>> start Material to process
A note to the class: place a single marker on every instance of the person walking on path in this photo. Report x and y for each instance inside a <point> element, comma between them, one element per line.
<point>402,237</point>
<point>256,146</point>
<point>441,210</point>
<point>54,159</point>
>> end Material to process
◆ **What is needed**
Write out the item above again, line for line, with no changes.

◆ **Correct answer**
A note to the class: place a single marker on every instance of the person walking on path in this photo. Report x and y for each instance inside a <point> element, comma between them, one element per line.
<point>402,237</point>
<point>256,146</point>
<point>441,210</point>
<point>54,159</point>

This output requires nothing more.